▼
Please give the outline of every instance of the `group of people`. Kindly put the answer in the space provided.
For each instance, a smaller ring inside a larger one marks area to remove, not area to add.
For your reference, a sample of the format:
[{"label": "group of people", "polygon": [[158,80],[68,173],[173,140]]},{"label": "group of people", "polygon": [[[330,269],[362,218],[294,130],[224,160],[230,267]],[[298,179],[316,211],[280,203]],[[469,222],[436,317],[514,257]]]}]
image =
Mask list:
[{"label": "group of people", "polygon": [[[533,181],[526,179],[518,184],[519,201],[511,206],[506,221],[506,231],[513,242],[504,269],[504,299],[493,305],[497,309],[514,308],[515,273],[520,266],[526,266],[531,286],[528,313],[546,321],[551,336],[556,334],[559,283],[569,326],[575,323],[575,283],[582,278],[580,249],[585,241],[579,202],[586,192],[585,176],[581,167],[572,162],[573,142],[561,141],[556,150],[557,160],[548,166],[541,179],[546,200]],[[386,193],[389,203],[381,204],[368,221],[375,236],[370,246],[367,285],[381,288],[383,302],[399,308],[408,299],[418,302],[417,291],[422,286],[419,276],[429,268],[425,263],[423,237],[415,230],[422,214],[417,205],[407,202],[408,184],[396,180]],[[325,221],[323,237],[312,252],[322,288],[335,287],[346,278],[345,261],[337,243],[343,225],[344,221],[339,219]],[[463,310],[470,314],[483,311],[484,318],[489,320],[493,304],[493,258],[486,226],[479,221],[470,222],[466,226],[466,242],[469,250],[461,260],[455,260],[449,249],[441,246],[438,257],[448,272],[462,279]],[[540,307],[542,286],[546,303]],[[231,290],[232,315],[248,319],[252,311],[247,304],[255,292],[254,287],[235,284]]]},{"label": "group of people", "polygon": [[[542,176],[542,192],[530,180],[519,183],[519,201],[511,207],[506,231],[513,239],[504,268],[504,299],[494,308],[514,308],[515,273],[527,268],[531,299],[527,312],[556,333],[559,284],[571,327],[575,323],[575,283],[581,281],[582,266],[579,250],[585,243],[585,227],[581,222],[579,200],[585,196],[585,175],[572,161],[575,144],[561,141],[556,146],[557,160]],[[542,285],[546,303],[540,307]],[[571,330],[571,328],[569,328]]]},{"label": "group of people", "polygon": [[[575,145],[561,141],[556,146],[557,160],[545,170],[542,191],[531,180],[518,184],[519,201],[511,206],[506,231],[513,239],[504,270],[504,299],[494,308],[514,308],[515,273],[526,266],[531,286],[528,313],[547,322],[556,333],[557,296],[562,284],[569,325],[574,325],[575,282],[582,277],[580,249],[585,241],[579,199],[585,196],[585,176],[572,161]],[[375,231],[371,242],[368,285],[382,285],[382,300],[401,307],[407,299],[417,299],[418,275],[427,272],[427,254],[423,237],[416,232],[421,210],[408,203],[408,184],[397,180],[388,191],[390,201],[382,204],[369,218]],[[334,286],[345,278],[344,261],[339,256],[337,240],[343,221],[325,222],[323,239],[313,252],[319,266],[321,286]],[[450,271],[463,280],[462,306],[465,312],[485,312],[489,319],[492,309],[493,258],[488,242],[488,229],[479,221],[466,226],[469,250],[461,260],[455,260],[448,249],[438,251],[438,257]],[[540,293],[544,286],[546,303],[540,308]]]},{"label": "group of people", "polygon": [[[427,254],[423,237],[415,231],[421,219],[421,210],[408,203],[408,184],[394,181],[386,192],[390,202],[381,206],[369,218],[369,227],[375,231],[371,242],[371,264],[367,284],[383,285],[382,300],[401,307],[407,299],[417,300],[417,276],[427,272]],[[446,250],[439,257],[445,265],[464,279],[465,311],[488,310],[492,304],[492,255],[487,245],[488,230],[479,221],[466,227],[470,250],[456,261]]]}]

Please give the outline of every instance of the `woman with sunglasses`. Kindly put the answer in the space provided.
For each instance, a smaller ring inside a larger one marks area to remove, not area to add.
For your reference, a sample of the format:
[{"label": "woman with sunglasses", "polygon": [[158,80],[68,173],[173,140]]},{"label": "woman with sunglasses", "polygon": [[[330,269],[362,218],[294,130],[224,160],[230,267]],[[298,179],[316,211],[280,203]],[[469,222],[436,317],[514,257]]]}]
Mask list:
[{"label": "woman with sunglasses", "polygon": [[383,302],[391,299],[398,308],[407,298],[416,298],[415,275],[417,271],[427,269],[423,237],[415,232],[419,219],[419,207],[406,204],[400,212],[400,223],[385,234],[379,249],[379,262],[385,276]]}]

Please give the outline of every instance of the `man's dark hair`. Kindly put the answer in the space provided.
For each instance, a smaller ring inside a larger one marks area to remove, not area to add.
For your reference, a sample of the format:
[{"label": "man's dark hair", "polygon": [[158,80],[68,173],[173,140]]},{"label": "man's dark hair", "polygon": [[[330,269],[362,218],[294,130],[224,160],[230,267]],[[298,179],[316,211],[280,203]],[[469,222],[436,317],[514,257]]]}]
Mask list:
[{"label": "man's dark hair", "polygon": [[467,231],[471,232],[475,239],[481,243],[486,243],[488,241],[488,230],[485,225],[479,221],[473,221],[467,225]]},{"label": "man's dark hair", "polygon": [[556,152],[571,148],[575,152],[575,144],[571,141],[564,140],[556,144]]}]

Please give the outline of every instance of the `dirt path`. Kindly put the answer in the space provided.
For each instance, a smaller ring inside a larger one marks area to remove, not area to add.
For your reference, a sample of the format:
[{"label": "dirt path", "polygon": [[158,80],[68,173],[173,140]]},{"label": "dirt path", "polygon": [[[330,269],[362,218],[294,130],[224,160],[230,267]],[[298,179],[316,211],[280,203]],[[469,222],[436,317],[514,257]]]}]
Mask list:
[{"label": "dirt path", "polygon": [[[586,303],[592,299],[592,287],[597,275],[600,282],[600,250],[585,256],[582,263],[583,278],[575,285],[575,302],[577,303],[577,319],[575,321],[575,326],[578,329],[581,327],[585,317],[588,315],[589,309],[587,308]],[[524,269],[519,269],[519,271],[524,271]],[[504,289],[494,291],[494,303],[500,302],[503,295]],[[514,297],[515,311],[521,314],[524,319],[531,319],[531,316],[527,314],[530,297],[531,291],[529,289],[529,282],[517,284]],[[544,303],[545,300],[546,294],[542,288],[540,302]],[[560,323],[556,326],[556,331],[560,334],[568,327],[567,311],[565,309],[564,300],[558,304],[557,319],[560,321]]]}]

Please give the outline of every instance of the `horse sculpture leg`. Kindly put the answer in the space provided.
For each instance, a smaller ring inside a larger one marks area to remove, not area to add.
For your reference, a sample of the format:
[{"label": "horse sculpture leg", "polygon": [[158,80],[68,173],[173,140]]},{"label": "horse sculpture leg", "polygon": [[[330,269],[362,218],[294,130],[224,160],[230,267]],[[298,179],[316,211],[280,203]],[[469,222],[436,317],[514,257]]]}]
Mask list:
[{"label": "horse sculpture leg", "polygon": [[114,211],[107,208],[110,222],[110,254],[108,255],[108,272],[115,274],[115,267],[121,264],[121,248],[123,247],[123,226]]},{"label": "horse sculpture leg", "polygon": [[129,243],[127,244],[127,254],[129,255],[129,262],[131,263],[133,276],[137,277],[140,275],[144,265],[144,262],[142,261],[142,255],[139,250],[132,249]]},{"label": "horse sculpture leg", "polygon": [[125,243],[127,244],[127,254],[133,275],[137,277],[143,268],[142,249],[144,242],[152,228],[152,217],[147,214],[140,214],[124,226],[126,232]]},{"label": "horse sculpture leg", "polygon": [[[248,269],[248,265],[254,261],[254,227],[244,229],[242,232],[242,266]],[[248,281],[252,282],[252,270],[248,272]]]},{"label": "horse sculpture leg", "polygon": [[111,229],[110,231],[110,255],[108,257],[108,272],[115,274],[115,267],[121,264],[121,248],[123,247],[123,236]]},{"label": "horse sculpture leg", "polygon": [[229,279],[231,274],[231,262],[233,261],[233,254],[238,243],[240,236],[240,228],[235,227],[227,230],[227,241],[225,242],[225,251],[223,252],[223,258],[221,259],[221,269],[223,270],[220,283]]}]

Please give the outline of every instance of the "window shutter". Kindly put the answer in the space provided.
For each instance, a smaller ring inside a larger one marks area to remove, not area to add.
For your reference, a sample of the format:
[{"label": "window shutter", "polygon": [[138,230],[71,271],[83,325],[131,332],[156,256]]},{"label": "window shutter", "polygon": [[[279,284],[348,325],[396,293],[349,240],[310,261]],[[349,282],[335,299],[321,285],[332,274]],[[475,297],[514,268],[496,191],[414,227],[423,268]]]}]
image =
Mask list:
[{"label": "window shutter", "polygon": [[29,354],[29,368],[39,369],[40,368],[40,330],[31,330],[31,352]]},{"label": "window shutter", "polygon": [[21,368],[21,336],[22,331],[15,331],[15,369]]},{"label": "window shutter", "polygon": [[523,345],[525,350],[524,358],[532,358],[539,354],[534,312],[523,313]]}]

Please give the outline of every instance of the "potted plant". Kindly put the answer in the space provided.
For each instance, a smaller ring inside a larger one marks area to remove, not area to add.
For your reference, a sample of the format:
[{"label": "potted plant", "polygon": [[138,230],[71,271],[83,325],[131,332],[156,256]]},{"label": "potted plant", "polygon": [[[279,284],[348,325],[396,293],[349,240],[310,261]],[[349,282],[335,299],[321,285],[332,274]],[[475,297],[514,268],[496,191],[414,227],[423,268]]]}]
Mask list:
▲
TRY IT: Every line containing the word "potted" should be copied from the material.

RESPONSE AREA:
Please give the outline of every instance of the "potted plant". Kindly put the answer in the space provided.
[{"label": "potted plant", "polygon": [[138,230],[71,271],[83,325],[131,332],[156,256]]},{"label": "potted plant", "polygon": [[[279,284],[348,325],[396,293],[349,240],[310,261]],[[349,282],[335,299],[321,285],[332,274]],[[475,297],[514,268],[496,191],[414,227],[423,268]]]}]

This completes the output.